PARTS OF THE EXERCISE:
1. In the photography graduate statement, what type of print was used for the computer screen grabs?
2. Print everything in the photography graduate statement from "Graduates 2020: Lauren" down to "a photographic twist.".
3. Carry on the photography graduate statement from its last sentence.

PAGE EXTRACT:
------------------------------------------------------------

Graduates 2020: Lauren Mason: Photography

My final major project work that appears in the online graduate show is called ‘.. .. 86’.

It is a body of work that combines primary and secondary imagery in experimental practice. Through c-type printed computer screen grabs, appropriated promotional photographs and cardboard cut outs, I have opened up a conversation around ownership and how this can be fantasised. Analysing the fetishisation of objects through advertising, I have created work around my passions, critiquing mindless consumer culture, but with a photographic twist.

Exploring advertising imagery, ‘.. .. 86’ considers the gap between printed pages or backlit screens, attempting to amalgamate the format of conventional book pages into one spread. When presented in continuation, as can be found on my website, the interaction is forced, necessitating the viewer to scroll through the piece like a bespoke webpage that neither tells a story, nor sells a product.

------------------------------------------------------------

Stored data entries
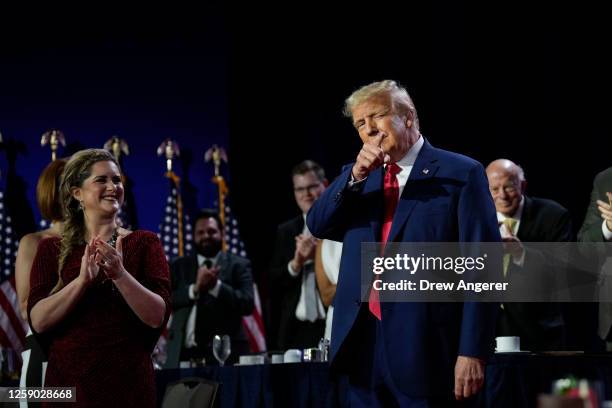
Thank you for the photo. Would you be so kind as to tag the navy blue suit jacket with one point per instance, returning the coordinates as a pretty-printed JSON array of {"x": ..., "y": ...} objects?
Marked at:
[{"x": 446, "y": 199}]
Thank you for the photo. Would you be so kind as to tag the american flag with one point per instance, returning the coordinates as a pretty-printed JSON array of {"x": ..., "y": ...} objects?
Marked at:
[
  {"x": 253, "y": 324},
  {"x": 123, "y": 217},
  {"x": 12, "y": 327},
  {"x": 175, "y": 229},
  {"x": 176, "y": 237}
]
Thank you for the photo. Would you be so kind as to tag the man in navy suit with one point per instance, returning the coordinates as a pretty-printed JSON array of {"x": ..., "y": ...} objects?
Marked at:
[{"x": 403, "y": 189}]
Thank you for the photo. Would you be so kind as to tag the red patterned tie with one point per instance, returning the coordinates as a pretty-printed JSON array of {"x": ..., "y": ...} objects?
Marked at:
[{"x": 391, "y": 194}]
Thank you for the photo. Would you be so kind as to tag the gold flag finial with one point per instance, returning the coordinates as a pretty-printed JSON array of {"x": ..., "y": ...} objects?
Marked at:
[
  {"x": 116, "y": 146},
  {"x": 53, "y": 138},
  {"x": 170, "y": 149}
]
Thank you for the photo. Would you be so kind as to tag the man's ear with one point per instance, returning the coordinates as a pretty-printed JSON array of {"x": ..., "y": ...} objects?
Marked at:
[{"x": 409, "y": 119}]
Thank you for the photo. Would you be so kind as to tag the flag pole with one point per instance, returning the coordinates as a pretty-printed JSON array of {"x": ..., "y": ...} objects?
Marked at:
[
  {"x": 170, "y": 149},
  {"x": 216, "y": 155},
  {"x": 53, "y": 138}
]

------------------------------------------------------------

ANSWERS TO THE EXERCISE:
1. They were c-type printed.

2.
Graduates 2020: Lauren Mason: Photography

My final major project work that appears in the online graduate show is called ‘.. .. 86’.

It is a body of work that combines primary and secondary imagery in experimental practice. Through c-type printed computer screen grabs, appropriated promotional photographs and cardboard cut outs, I have opened up a conversation around ownership and how this can be fantasised. Analysing the fetishisation of objects through advertising, I have created work around my passions, critiquing mindless consumer culture, but with a photographic twist.

3.
The work, as with all my other projects, are heavily influenced by theoretical texts. With ‘.. .. 86’ this is so much so that words have infiltrated the visual work, which feels particularly fitting for my final project with the university. In the past I have read heavily around authorship, focussing on the seminal text ‘The Death of the Author’ by Roland Barthes. For this project, Barthes texts in ‘Mythologies‘, essays such as ‘Plastic’ and ‘The New Citroen’, were entirely formative, discussing the endless possibilities of polymers, and getting us to consider how rarely it is that we question where products come from, or how they were made, idealising final forms as if they are Godly. These ideas lead into the most influential theorist of the project, David Bate and his 2009 book ‘Photography: The Key Concepts’, in-particular his chapter ‘The Rhetoric of Still Life’. These are the pages from which I have taken the textual elements of the work, which brokenly takes the viewer on a consumerist journey. To begin, the viewer is faced with the quote “we are asked to fall in love with an object through its image”. This frames the piece, discussing desire and what it means to own something through a photograph. This is a topic that the artist Hans Aarsman also explores, asking questions around consumerist desire, and whether we can tackle that issue through the act of taking and owning pictures. Towards the end of the work, or more appropriately the far right, it reflects upon itself saying that “objects do not fulfil desire, they only temporarily subjugate it.”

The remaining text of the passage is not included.